───── RECORD EXTRACTS ─────

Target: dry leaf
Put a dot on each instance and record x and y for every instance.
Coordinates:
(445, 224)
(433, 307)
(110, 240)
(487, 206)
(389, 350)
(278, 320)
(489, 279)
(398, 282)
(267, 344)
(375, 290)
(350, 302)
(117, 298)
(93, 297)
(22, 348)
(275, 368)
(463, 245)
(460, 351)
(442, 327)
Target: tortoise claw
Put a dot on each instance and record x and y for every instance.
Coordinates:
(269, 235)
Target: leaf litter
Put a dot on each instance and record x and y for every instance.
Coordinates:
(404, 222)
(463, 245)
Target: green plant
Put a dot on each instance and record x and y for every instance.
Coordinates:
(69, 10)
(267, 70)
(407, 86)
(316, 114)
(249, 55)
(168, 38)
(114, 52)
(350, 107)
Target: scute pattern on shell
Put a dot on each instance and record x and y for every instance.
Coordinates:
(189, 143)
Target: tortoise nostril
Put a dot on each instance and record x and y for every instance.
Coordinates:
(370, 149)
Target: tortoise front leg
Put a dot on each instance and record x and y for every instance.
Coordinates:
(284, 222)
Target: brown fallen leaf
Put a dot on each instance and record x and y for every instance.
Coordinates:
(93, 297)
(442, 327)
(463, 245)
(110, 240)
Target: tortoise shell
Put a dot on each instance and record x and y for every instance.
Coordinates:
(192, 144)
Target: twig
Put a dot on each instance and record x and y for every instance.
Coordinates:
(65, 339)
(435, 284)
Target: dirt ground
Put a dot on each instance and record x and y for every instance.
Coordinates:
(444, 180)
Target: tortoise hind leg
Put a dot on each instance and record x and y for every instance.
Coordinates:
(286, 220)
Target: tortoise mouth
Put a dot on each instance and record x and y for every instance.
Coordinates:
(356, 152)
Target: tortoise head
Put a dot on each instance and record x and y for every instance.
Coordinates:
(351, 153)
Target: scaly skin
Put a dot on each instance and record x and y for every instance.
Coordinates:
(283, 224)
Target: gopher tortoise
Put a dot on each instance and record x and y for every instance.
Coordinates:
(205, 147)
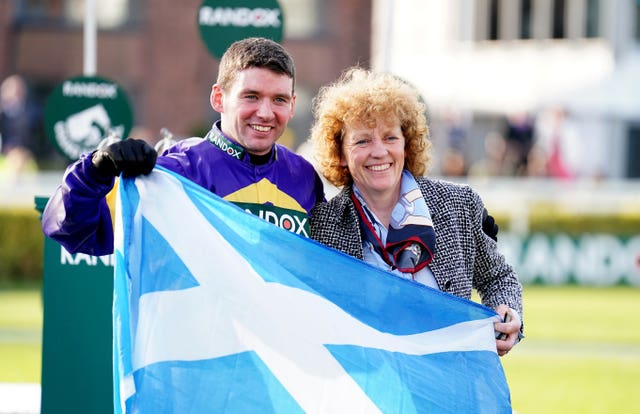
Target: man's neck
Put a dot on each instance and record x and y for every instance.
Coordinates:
(260, 159)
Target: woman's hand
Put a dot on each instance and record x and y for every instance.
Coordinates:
(508, 331)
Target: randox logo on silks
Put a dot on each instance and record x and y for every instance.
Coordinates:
(82, 110)
(222, 22)
(294, 221)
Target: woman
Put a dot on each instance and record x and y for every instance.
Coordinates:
(371, 138)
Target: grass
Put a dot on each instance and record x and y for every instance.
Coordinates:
(20, 335)
(581, 353)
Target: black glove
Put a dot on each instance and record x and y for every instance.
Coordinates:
(489, 225)
(131, 157)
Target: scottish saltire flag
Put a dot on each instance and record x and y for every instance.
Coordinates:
(218, 311)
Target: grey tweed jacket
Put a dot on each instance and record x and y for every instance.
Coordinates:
(465, 257)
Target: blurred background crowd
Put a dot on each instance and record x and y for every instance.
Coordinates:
(526, 88)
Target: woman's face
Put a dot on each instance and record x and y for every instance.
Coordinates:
(374, 157)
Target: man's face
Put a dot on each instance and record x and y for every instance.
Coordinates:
(256, 108)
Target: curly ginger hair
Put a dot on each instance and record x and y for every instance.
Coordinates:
(361, 96)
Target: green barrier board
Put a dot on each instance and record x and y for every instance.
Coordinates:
(77, 335)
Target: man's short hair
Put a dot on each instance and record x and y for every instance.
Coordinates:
(254, 52)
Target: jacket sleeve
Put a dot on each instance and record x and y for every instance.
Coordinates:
(77, 215)
(494, 279)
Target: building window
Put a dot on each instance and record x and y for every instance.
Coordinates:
(637, 19)
(558, 26)
(494, 19)
(525, 19)
(110, 14)
(592, 26)
(302, 18)
(537, 19)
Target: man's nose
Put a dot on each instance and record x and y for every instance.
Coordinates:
(264, 109)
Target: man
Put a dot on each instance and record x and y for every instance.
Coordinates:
(238, 159)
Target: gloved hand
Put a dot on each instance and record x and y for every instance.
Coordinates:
(131, 157)
(489, 225)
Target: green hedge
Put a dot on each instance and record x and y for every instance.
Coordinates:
(21, 245)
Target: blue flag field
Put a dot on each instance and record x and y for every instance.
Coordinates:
(218, 311)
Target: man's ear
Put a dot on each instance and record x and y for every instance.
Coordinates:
(293, 106)
(216, 98)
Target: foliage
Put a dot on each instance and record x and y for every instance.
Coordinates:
(21, 245)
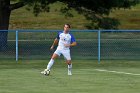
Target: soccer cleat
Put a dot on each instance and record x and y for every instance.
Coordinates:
(46, 72)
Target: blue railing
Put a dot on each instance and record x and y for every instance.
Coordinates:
(99, 33)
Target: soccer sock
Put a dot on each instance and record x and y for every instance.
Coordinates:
(50, 64)
(69, 68)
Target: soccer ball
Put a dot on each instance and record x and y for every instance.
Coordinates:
(46, 72)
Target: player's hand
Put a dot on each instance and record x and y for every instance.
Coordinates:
(67, 45)
(52, 47)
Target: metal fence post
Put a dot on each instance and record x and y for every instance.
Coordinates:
(17, 45)
(99, 46)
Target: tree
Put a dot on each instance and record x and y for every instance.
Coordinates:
(94, 10)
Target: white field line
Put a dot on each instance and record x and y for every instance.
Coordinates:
(101, 70)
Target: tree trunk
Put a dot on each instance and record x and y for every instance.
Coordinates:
(4, 23)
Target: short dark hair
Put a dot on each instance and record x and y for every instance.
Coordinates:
(68, 25)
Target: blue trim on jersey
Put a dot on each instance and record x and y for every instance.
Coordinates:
(72, 38)
(58, 35)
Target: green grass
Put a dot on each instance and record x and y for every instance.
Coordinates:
(25, 77)
(23, 19)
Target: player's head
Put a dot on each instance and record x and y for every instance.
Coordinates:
(66, 28)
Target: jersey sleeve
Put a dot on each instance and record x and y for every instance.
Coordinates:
(58, 35)
(72, 39)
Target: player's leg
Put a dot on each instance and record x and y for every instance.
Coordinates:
(51, 62)
(66, 54)
(69, 63)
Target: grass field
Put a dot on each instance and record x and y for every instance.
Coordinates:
(25, 77)
(23, 19)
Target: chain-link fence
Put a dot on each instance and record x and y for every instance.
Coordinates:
(91, 44)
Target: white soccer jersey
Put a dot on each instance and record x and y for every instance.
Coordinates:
(64, 39)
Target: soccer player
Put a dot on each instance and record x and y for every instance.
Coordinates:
(65, 40)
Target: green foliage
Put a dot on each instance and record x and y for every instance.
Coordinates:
(94, 10)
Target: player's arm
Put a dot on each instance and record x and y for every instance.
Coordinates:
(54, 43)
(73, 44)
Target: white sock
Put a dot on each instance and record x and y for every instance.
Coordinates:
(50, 64)
(69, 68)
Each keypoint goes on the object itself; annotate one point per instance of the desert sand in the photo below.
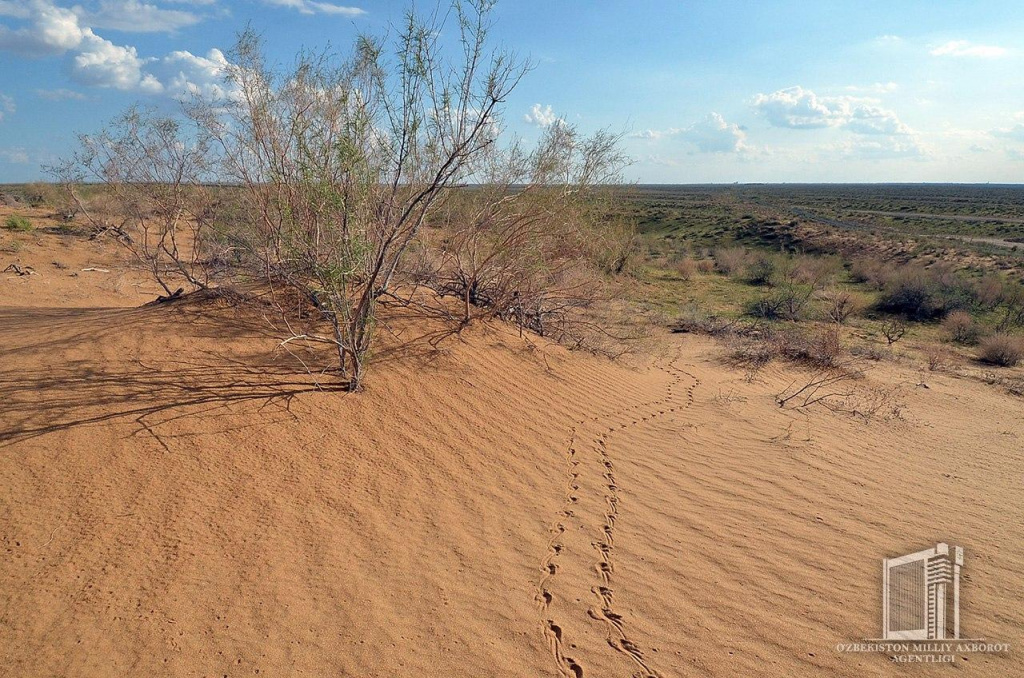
(179, 500)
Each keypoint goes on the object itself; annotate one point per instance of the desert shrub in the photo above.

─────

## AIM OF THE TASK
In the listing above, please print only the lines from the first one to the line where "Target: leaf litter" appears, exactly as written, both of those lines included.

## RESULT OF THIS EXERCISE
Target: dry leaf
Put a dot on each instance and record x and y for every instance.
Coordinates:
(445, 224)
(433, 307)
(110, 240)
(487, 206)
(389, 350)
(278, 320)
(489, 279)
(398, 282)
(267, 344)
(375, 290)
(350, 302)
(117, 298)
(93, 297)
(22, 348)
(275, 368)
(463, 245)
(460, 351)
(442, 327)
Target: tortoise claw
Put a dot on each instance and record x and y for every instance.
Coordinates:
(269, 235)
Target: leaf litter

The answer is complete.